** begin **
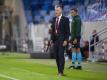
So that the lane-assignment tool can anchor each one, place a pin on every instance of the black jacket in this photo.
(64, 29)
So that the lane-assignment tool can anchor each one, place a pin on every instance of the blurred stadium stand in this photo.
(89, 10)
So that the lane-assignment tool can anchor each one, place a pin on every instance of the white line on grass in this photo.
(8, 77)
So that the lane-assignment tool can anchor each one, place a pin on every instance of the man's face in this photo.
(73, 13)
(58, 11)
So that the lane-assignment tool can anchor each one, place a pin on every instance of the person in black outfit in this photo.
(59, 36)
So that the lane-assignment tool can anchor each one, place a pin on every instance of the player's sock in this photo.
** end **
- SHORT PROBLEM: Revise all of the records above so that "place a pin" becomes "drop a marker" wherever it occurs, with every other word left as it is. Omit the pictures.

- EXERCISE OUTPUT:
So that the lane-assignment tool can anchor each one, drop a marker on every instance of the black jacket in this photo.
(64, 29)
So that the lane-assignment tool can anchor each one, drop a marker on every instance of the blurred stadium stand in this photo.
(89, 10)
So that the lane-assignment tool can anchor each one, drop a marker on every instance of the white line on grass in this photo.
(8, 77)
So that the lane-assignment tool can anchor each one, drop a marker on every instance of the man's face in this photo.
(73, 13)
(58, 11)
So that the lane-assignment tool can anchor each one, drop a marker on every instance of the person in black outfit in this photo.
(59, 36)
So that the lane-assignment tool can anchor each one, drop a marker on every instance of the player's sock in this photo.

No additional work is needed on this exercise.